INPUT:
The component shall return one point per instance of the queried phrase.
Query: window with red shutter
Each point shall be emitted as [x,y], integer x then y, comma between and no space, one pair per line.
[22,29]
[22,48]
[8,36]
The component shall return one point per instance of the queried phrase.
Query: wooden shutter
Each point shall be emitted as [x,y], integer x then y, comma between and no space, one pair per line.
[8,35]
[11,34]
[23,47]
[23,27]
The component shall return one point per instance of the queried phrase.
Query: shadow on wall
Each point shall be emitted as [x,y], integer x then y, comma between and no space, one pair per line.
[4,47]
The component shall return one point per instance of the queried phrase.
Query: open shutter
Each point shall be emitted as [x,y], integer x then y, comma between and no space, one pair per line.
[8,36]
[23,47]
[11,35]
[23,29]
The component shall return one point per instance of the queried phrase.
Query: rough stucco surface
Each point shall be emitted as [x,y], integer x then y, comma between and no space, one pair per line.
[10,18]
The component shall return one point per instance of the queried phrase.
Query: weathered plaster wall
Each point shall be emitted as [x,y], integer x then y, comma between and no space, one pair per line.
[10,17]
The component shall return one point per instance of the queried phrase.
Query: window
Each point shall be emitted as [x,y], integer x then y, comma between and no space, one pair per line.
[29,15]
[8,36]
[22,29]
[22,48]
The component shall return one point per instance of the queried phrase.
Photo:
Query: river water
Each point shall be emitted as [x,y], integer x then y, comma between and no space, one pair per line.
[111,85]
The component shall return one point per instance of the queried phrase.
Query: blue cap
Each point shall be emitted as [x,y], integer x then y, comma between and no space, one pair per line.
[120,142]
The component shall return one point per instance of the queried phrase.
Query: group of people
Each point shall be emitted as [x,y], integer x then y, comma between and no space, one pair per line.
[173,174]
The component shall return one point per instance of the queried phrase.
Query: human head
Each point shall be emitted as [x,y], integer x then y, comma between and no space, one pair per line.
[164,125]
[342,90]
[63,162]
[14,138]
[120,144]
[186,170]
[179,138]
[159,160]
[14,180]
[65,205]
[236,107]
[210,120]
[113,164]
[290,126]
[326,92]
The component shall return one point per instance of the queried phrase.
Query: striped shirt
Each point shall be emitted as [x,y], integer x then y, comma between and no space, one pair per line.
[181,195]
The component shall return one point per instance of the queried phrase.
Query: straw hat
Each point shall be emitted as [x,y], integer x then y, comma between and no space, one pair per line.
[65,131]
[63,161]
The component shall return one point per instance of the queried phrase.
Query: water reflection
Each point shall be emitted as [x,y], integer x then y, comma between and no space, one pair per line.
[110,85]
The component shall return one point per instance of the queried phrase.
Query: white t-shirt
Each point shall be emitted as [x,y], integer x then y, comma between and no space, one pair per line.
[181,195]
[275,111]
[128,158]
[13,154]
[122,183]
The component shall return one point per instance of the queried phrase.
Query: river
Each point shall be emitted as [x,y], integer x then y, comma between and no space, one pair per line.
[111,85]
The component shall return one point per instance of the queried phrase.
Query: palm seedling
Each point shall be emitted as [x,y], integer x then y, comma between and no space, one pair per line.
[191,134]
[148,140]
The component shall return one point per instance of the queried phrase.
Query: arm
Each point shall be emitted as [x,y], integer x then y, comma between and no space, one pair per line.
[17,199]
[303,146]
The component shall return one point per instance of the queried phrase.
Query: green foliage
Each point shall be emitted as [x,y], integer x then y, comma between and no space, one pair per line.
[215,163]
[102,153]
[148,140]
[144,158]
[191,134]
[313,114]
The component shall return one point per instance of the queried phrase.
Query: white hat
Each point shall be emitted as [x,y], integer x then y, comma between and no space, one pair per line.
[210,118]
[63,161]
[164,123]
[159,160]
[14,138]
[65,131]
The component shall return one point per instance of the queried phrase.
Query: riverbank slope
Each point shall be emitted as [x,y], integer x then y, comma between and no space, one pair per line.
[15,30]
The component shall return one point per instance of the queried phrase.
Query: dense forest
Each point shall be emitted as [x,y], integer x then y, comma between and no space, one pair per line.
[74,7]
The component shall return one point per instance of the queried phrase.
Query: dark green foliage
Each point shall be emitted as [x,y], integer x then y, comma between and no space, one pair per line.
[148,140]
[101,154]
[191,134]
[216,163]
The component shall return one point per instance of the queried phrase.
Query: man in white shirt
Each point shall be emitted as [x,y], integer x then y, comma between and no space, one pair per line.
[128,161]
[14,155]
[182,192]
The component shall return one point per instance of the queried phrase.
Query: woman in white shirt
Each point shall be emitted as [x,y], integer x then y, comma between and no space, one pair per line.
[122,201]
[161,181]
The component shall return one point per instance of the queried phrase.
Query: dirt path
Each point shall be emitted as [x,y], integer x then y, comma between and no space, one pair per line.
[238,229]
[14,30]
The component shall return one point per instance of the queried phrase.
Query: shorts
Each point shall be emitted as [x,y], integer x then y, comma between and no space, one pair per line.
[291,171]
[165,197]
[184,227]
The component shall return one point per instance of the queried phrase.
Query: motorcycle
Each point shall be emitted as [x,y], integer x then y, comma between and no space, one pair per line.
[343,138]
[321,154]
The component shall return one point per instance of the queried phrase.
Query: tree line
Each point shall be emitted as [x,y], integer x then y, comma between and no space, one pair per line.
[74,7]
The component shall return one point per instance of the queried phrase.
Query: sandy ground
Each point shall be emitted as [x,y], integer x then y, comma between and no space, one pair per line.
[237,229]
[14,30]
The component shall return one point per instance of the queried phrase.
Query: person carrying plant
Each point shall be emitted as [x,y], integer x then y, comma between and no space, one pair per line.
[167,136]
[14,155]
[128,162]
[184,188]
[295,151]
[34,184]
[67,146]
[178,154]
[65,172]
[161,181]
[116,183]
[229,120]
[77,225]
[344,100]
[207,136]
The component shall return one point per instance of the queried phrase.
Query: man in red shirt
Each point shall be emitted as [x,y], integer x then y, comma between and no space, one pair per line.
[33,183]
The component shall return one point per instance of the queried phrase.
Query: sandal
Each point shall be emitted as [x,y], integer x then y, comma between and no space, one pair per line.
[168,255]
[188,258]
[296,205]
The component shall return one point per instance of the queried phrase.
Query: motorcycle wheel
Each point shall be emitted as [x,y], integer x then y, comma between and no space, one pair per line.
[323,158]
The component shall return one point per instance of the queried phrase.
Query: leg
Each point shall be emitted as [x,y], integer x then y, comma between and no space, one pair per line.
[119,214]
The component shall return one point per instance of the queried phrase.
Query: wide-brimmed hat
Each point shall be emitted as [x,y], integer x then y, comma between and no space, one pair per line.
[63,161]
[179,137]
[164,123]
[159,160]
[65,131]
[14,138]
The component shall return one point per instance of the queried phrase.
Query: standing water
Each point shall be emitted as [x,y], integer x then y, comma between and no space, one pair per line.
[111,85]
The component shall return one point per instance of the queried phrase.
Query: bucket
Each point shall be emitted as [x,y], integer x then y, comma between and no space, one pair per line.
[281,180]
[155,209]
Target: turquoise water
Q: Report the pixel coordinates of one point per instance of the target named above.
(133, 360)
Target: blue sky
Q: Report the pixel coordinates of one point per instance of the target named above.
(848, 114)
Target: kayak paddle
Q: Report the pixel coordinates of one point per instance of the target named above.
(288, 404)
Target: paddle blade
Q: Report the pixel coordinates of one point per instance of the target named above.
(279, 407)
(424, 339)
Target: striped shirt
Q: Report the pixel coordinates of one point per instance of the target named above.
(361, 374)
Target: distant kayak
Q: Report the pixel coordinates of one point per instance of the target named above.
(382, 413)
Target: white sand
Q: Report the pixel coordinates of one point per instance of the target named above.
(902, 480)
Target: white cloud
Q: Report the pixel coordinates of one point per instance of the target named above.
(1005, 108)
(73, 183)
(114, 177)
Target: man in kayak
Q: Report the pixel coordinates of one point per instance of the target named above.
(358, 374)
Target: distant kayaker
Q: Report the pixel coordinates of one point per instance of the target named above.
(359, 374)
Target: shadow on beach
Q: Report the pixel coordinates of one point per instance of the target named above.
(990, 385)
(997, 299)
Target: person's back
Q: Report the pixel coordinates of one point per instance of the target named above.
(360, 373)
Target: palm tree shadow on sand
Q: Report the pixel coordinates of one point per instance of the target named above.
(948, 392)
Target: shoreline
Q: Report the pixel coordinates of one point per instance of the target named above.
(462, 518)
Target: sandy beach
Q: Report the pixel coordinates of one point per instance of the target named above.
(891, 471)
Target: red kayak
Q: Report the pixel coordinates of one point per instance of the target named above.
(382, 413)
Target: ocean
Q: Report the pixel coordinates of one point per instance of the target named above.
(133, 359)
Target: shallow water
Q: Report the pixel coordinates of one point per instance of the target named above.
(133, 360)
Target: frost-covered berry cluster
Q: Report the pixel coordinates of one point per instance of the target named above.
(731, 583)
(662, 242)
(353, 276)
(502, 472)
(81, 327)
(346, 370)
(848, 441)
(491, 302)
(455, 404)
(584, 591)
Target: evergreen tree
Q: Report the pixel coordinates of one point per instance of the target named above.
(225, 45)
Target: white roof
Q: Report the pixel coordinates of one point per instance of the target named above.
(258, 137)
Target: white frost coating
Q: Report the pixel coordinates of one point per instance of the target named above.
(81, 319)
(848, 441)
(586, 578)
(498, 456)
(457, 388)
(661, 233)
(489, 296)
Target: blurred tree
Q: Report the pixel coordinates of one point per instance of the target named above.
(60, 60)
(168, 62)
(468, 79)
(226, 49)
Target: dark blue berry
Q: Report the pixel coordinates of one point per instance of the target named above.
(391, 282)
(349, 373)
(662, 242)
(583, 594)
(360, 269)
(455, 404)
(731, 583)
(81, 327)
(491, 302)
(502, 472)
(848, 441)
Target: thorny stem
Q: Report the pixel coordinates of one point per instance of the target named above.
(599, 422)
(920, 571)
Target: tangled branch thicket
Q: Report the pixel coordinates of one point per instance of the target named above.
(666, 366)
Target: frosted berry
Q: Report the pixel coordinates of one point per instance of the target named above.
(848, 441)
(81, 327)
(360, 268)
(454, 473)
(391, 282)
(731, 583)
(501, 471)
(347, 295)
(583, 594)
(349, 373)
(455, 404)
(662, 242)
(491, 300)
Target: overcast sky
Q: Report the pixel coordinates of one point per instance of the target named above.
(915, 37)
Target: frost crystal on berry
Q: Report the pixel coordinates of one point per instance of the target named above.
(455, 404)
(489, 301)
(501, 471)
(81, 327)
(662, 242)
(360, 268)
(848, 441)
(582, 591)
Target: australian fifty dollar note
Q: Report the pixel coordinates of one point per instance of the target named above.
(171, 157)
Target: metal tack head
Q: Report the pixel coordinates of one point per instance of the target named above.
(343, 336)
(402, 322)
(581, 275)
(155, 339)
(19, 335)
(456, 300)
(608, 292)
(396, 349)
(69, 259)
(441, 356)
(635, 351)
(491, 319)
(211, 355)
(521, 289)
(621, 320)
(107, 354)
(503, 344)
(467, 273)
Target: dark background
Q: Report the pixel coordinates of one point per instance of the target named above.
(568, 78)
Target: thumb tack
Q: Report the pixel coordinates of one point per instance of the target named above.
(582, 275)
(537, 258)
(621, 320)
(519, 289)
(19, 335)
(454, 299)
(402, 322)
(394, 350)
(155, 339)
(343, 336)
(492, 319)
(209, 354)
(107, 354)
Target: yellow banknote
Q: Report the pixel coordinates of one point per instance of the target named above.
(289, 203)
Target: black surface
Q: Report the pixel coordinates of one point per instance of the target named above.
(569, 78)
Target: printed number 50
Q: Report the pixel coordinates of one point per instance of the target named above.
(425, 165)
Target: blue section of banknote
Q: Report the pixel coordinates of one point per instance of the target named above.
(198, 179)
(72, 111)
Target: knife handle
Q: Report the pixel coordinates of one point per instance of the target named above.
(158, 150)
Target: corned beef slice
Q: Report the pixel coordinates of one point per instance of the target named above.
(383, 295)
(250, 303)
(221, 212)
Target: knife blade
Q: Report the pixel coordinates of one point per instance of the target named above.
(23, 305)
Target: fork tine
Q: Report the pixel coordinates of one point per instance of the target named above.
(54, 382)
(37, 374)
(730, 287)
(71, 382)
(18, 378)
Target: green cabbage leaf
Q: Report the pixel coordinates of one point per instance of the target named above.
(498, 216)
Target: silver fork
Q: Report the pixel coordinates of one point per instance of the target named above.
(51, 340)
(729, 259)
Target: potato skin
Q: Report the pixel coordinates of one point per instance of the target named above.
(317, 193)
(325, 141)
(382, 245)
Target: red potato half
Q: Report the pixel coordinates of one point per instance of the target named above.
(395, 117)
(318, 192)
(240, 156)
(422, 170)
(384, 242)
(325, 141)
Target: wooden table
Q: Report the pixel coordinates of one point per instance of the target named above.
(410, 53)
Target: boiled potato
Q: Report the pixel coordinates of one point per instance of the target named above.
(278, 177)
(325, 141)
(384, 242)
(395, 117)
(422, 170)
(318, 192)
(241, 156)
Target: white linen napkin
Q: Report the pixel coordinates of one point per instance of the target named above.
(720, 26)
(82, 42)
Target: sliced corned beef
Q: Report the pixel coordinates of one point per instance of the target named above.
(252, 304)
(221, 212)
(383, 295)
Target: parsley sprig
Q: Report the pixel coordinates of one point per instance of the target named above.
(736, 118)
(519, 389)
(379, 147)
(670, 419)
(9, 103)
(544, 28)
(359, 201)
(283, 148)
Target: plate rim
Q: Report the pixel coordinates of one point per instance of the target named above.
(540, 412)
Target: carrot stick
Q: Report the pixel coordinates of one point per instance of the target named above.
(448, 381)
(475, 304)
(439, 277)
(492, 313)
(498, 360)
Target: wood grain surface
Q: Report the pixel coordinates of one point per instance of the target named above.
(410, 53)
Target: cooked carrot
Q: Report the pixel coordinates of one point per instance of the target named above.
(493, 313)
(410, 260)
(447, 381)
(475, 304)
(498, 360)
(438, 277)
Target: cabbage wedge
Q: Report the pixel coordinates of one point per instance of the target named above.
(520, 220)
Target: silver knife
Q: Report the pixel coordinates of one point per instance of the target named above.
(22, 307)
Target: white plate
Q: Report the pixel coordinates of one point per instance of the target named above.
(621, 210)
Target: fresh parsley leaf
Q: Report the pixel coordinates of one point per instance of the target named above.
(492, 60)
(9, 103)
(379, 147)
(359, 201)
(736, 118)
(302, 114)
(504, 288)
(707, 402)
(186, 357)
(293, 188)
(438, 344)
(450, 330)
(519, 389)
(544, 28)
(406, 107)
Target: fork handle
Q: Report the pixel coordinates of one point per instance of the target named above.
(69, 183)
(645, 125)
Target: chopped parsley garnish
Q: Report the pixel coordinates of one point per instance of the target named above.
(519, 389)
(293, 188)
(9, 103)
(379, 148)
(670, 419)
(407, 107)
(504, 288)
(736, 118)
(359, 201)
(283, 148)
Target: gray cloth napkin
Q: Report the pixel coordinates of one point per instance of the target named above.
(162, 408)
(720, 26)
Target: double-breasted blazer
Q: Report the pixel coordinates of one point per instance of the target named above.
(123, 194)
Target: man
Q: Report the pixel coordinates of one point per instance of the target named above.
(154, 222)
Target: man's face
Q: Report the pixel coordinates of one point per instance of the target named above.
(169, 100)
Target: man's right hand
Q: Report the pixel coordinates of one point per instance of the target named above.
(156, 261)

WHAT IS ASKED: Your task is to output exactly the lines running from the one with "Target: gray cloth napkin" through the final line of the material above, with both ends included.

WRITTEN RESPONSE:
Target: gray cloth napkin
Q: Report the pixel coordinates of one point per instance of the target named above.
(162, 408)
(720, 26)
Target: double-breasted blazer
Q: Report the pixel coordinates of one point per instance of the target named above.
(123, 194)
Target: man
Q: Report the pixel coordinates of one point per instance of the target named above.
(154, 222)
Target: man's face
Q: Report the pixel coordinates of one point per instance of the target named above.
(169, 100)
Target: man's right hand
Q: Report the pixel coordinates of one point per instance of the target named above.
(156, 261)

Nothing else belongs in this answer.